Text

□ □ □ □

NASA's James Webb Space telescope revealed some of the most exquisite and magnificent details of our universe on July 12, 2022!


Webb reveals emerging stellar nurseries and individual stars that are completely hidden in visible-light pictures. Because of Webb’s sensitivity to infrared light, it can peer through cosmic dust to see these objects. Protostellar jets, which emerge clearly in this image, shoot out from some of these young stars. The youngest sources appear as red dots in the dark, dusty region of the cloud. Objects in the earliest, rapid phases of star formation are difficult to capture, but Webb’s extreme sensitivity, spatial resolution, and imaging capability can chronicle these elusive events.


Click on the arrow to view all four images received from Webb.



Here are complete descriptions of the images captured by Webb.




  1. Cosmic Cliff

What looks much like craggy mountains on a moonlit evening is actually the edge of a nearby, young, star-forming region NGC 3324 in the Carina Nebula. Captured in infrared light by the Near-Infrared Camera (NIRCam) on NASA’s James Webb Space Telescope, this image reveals previously obscured areas of star birth.


Called the Cosmic Cliffs, the region is actually the edge of a gigantic, gaseous cavity within NGC 3324, roughly 7,600 light-years away. The cavernous area has been carved from the nebula by the intense ultraviolet radiation and stellar winds from extremely massive, hot, young stars located in the centre of the bubble, above the area shown in this image. The high-energy radiation from these stars is sculpting the nebula’s wall by slowly eroding it away.

□ □ □ □

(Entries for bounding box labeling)

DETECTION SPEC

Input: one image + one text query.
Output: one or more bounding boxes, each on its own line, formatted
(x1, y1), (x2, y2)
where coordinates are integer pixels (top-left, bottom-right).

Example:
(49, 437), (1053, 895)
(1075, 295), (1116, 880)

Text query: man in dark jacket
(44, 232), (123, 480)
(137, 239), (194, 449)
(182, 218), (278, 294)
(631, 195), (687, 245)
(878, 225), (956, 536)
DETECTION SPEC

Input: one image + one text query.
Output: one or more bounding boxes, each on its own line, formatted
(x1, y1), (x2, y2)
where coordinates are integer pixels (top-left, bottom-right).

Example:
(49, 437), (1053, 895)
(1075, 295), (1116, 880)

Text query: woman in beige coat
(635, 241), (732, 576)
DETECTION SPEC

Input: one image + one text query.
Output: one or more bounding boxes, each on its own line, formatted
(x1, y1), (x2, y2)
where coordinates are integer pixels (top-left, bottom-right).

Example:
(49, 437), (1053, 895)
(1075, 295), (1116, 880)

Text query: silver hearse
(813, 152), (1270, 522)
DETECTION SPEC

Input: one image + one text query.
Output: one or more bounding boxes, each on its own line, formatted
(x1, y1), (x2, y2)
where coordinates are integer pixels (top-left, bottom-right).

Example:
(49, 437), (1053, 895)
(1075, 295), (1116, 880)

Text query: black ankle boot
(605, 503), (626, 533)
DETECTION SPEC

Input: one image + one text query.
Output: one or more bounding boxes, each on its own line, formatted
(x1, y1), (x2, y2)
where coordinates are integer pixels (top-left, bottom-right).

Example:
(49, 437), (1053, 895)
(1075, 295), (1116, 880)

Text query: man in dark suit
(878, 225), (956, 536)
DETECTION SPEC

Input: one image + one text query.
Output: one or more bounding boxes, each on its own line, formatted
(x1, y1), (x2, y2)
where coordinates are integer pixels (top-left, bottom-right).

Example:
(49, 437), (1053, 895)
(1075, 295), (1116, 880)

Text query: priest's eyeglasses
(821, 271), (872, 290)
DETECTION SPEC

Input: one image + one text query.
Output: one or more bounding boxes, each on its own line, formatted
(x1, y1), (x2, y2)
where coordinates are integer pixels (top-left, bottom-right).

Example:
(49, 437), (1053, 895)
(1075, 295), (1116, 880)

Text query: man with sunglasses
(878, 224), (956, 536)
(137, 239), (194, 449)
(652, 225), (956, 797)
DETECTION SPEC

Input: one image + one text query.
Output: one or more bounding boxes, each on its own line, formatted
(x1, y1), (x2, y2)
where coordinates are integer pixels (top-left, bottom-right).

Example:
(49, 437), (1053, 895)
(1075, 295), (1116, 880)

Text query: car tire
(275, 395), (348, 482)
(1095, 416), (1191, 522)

□ □ □ □

To be done
A - Could you rewrite the Webb text from "What looks much" to "of star birth.", renaming "moonlit evening" to "starlit night" throughout?
B - Do the following statements agree with the Webb text? (i) Webb's sensitivity to infrared light lets it see through cosmic dust. (ii) The youngest sources appear as blue dots. (iii) The massive young stars that carved the cavity are located below the area shown in the Cosmic Cliffs image. For each, answer yes or no and quote the deciding words.
These records stand apart from the Webb text as separate material.

Written responses
A -
What looks much like craggy mountains on a starlit night is actually the edge of a nearby, young, star-forming region NGC 3324 in the Carina Nebula. Captured in infrared light by the Near-Infrared Camera (NIRCam) on NASA’s James Webb Space Telescope, this image reveals previously obscured areas of star birth.

B -
(i) Yes: "Because of Webb’s sensitivity to infrared light, it can peer through cosmic dust to see these objects."
(ii) No: "The youngest sources appear as red dots in the dark, dusty region of the cloud."
(iii) No: "located in the centre of the bubble, above the area shown in this image."